# What to do
Format every line of the entries below as a JSON list of strings, one string per line, with blank lines left out.

# Provided information
***

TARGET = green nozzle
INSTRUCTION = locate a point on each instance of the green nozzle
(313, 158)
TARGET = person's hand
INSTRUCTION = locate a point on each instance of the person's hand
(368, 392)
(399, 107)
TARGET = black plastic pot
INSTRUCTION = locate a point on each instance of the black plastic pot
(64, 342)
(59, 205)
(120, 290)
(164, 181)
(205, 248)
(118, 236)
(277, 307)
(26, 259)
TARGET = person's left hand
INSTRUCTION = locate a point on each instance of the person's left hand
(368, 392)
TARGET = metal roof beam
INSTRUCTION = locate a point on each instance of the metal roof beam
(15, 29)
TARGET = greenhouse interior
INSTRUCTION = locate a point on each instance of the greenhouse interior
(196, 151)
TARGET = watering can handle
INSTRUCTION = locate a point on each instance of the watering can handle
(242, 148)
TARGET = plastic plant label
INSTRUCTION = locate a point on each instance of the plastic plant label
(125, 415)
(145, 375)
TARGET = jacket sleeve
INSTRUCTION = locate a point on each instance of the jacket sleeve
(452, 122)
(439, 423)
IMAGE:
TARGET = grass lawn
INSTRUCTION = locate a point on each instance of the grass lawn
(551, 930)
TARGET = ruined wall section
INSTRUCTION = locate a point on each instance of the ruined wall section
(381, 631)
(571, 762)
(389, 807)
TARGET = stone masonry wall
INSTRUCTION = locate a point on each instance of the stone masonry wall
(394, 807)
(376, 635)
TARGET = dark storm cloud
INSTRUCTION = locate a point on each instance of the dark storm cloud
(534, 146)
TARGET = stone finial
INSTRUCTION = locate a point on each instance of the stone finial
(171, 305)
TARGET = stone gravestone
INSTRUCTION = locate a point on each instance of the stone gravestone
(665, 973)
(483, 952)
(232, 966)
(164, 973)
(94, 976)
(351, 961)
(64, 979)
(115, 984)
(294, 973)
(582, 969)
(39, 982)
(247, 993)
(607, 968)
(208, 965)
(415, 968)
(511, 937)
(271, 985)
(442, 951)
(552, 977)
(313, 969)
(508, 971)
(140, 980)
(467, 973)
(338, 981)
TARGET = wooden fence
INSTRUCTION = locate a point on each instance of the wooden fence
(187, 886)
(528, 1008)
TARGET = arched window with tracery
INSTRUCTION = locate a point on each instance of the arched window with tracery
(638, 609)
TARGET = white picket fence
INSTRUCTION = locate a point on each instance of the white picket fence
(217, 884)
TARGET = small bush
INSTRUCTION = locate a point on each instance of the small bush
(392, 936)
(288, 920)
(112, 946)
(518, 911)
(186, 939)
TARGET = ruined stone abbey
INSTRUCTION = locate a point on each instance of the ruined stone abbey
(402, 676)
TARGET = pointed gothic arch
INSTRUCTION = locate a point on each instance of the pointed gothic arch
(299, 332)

***

# Exercise answer
[
  "TARGET = green nozzle",
  "INSTRUCTION = locate a point on each instance of the green nozzle",
  "(313, 158)",
  "TARGET = person's hand",
  "INSTRUCTION = locate a point on each instance of the person's hand",
  "(368, 392)",
  "(399, 107)",
  "TARGET = black plastic pot",
  "INSTRUCTION = locate a point on each instance of the black plastic pot",
  "(64, 342)",
  "(59, 205)",
  "(120, 290)",
  "(164, 181)",
  "(205, 248)",
  "(118, 236)",
  "(277, 307)",
  "(26, 259)",
  "TARGET = person's left hand",
  "INSTRUCTION = locate a point on each instance of the person's left hand",
  "(368, 392)",
  "TARGET = metal roof beam",
  "INSTRUCTION = locate a point on each instance of the metal roof beam",
  "(15, 29)",
  "TARGET = greenhouse interior",
  "INSTRUCTION = locate a point on each instance of the greenhouse interior",
  "(196, 151)",
  "TARGET = watering can handle",
  "INSTRUCTION = locate a point on each instance of the watering can handle",
  "(242, 148)",
  "TARGET = plastic plant label",
  "INSTRUCTION = locate a point on each instance of the plastic plant label",
  "(125, 415)",
  "(145, 375)",
  "TARGET = jacket sleeve",
  "INSTRUCTION = locate a point on each instance of the jacket sleeve",
  "(452, 122)",
  "(439, 423)",
  "IMAGE:",
  "TARGET = grass lawn",
  "INSTRUCTION = locate a point on each instance of the grass lawn",
  "(551, 930)",
  "TARGET = ruined wall section",
  "INSTRUCTION = locate a point on each instance of the ruined wall section",
  "(381, 631)",
  "(571, 762)",
  "(389, 807)",
  "TARGET = stone masonry wall",
  "INSTRUCTION = locate a point on each instance of the stone masonry wall",
  "(394, 807)",
  "(376, 635)",
  "TARGET = dark storm cloud",
  "INSTRUCTION = locate a point on each instance of the dark storm cloud",
  "(534, 146)",
  "TARGET = stone finial",
  "INSTRUCTION = locate a point on each instance of the stone finial",
  "(171, 305)",
  "TARGET = stone gravestone",
  "INSTRUCTION = locate a point on each instance of the stone gravestone",
  "(665, 973)",
  "(483, 952)",
  "(232, 966)",
  "(164, 973)",
  "(94, 976)",
  "(351, 961)",
  "(64, 979)",
  "(115, 984)",
  "(294, 973)",
  "(582, 969)",
  "(39, 982)",
  "(247, 993)",
  "(607, 968)",
  "(208, 965)",
  "(415, 968)",
  "(511, 937)",
  "(271, 985)",
  "(442, 951)",
  "(552, 977)",
  "(313, 969)",
  "(508, 971)",
  "(140, 980)",
  "(467, 973)",
  "(338, 981)",
  "TARGET = wooden fence",
  "INSTRUCTION = locate a point on each instance of the wooden fence",
  "(187, 886)",
  "(528, 1008)",
  "TARGET = arched window with tracery",
  "INSTRUCTION = locate a point on each instance of the arched window with tracery",
  "(638, 609)",
  "TARGET = white picket fence",
  "INSTRUCTION = locate a point on each instance of the white picket fence",
  "(217, 884)",
  "TARGET = small bush",
  "INSTRUCTION = locate a point on each instance of the small bush",
  "(392, 936)",
  "(288, 920)",
  "(112, 946)",
  "(518, 911)",
  "(186, 939)",
  "TARGET = ruined stone abbey",
  "INSTRUCTION = locate a point on each instance of the ruined stone abbey",
  "(402, 676)",
  "TARGET = pointed gothic arch",
  "INSTRUCTION = locate a point on each instance of the pointed gothic arch",
  "(299, 332)"
]